Prompt A: According to the college football post, what time and channel will carry the Army/Navy Game on Saturday?

Excerpt:
....................

When I woke up this morning, something just didn't feel right. Perhaps it was two nights worth of excessive tequilla intake, or perhaps I unknowingly kept myself up giggling last night at the reveal that Mac's real name is Ronald McDonald. Whatever it was, things just felt a little, well, off. Then, of course, it hit me - this is the first weekend since September with ZERO college football. The agony! What does the world expect me to do Saturday, not drink and take a shower before sundown? If that's what it takes to be an upstanding contributor to weekend society, then count me out.
However, regardless of societal norms, we're all going to have to figure out SOME way to pass time this weekend until the bowl games start and Spitblood has a few ideas.
- Watch the Army/Navy Game Saturday @ 1:30 on CBS. Ok, so technically the weekend isn't COMPLETELY bereft of college football, but this battle between two non-bowl eligible teams probably doesn't exactly scream excitement to the casual fan. Fortunately I'm pretty ravenous and irrational about college football, so let me sell this thing. For one, it's one of the better rivalries in college sports and easily the tippity top in all the Commander in Chief Trophy matchups. It's not as respectful as you'd imagine considering the parties involved and, even in a year where neither can claim the Commanders Trophy, beating the other is a must and would make the season a success. It's basically the aggy corallary when playing UT because they typically have nothing else to play for. The game moves from its usual home in the City of Brotherly Love to Washington DC - well, NEAR DC, anyway - to play in Dan Snyder's soulless playground, so expect it to be extra patriotic. Besides, its football, its on, and its the military, so we should pay our respects.

....................

[Image point annotation entries]
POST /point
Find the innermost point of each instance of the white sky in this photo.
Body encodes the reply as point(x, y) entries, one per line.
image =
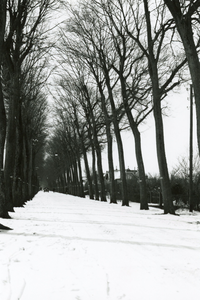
point(176, 128)
point(69, 248)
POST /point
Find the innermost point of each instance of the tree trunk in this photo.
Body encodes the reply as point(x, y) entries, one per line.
point(160, 144)
point(184, 27)
point(138, 149)
point(125, 200)
point(109, 142)
point(3, 210)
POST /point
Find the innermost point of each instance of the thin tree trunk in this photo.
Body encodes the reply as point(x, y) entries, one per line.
point(184, 27)
point(160, 144)
point(125, 200)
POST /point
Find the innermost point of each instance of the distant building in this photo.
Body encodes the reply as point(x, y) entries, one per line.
point(130, 174)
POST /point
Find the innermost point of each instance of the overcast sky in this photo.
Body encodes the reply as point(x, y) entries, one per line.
point(176, 128)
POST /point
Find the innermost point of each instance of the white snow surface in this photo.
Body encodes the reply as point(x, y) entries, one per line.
point(69, 248)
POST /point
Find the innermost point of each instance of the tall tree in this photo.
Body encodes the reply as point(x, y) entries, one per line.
point(3, 210)
point(25, 34)
point(186, 17)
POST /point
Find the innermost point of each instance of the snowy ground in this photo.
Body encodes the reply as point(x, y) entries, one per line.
point(68, 248)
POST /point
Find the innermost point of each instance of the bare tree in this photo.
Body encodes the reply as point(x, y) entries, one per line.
point(3, 210)
point(186, 17)
point(24, 34)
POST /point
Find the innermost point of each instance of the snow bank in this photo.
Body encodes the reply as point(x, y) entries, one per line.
point(66, 248)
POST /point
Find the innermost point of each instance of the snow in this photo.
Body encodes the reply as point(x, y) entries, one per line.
point(69, 248)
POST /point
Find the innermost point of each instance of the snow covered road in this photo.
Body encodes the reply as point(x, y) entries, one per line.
point(69, 248)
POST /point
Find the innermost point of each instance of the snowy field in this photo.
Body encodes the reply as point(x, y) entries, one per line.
point(68, 248)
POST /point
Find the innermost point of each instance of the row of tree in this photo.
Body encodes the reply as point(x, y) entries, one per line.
point(24, 54)
point(118, 60)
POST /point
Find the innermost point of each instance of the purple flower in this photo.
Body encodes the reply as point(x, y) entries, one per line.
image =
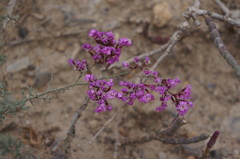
point(147, 60)
point(106, 52)
point(146, 98)
point(185, 93)
point(89, 77)
point(80, 66)
point(71, 62)
point(182, 107)
point(137, 62)
point(93, 33)
point(111, 94)
point(87, 46)
point(124, 42)
point(125, 64)
point(157, 80)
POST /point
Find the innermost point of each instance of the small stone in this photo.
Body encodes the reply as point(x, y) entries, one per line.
point(20, 65)
point(161, 14)
point(42, 79)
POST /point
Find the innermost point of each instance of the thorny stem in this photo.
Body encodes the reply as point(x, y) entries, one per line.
point(221, 47)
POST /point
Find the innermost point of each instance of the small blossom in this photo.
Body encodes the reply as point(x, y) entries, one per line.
point(157, 80)
point(146, 98)
point(89, 77)
point(125, 64)
point(147, 60)
point(124, 42)
point(182, 108)
point(186, 92)
point(87, 46)
point(78, 65)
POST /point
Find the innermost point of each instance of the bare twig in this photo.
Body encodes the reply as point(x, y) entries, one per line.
point(210, 144)
point(106, 123)
point(217, 16)
point(142, 56)
point(116, 143)
point(10, 7)
point(175, 125)
point(221, 47)
point(170, 131)
point(165, 140)
point(222, 6)
point(172, 42)
point(71, 129)
point(176, 141)
point(178, 35)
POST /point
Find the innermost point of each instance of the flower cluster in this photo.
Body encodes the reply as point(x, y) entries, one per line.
point(162, 87)
point(80, 66)
point(108, 50)
point(134, 91)
point(100, 91)
point(180, 98)
point(138, 63)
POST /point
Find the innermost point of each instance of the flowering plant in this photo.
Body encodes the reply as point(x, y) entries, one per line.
point(107, 52)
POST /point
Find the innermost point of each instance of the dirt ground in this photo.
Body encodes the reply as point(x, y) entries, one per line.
point(53, 31)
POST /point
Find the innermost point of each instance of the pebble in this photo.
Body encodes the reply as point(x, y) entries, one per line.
point(161, 14)
point(20, 65)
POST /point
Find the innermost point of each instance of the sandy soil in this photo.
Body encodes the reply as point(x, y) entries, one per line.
point(55, 32)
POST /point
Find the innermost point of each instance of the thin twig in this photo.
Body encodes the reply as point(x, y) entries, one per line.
point(164, 140)
point(106, 123)
point(71, 130)
point(116, 143)
point(223, 6)
point(176, 141)
point(210, 144)
point(172, 42)
point(10, 7)
point(174, 126)
point(221, 47)
point(217, 16)
point(142, 56)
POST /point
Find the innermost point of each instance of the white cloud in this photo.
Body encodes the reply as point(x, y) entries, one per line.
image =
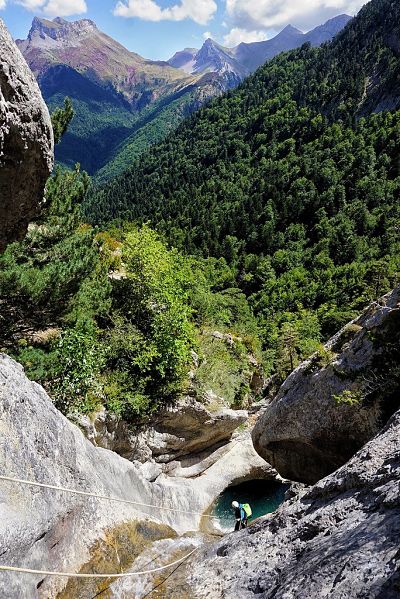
point(237, 35)
point(56, 8)
point(253, 16)
point(200, 11)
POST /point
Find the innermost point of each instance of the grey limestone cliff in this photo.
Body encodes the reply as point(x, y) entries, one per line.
point(340, 540)
point(339, 399)
point(26, 142)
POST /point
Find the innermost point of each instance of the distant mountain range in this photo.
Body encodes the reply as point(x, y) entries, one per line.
point(125, 103)
point(245, 58)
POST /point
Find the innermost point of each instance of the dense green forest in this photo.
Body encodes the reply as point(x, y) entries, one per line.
point(277, 214)
point(292, 179)
point(106, 134)
point(115, 318)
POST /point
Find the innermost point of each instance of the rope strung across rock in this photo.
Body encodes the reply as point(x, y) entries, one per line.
point(102, 497)
point(73, 575)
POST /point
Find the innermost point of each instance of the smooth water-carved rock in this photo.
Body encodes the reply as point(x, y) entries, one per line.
point(340, 539)
point(336, 401)
point(26, 142)
point(44, 529)
point(177, 431)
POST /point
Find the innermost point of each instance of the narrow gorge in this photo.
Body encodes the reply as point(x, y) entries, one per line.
point(150, 377)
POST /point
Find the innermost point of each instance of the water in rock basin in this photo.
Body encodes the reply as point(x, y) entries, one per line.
point(263, 496)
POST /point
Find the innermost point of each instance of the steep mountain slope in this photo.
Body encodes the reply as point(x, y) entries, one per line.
point(284, 180)
point(82, 47)
point(110, 88)
point(123, 102)
point(247, 57)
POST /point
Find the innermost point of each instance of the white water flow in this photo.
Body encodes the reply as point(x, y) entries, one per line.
point(158, 554)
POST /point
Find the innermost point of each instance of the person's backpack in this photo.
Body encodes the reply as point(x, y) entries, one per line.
point(247, 510)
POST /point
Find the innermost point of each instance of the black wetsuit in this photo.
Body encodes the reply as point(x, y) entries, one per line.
point(241, 518)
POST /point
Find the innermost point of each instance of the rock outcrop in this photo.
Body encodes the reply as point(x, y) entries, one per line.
point(44, 529)
point(336, 401)
point(26, 142)
point(340, 540)
point(178, 431)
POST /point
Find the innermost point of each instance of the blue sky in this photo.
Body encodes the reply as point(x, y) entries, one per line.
point(158, 28)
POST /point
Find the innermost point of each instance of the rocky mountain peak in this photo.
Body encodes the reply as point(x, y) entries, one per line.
point(59, 28)
point(289, 30)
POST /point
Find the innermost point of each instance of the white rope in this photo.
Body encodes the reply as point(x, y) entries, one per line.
point(73, 575)
point(103, 497)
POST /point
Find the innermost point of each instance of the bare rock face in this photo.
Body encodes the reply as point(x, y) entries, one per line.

....................

Prompt B: How many lines of the rows contain the word "bare"? Give only the number.

Final answer A: 1:30 on CBS.

Final answer B: 3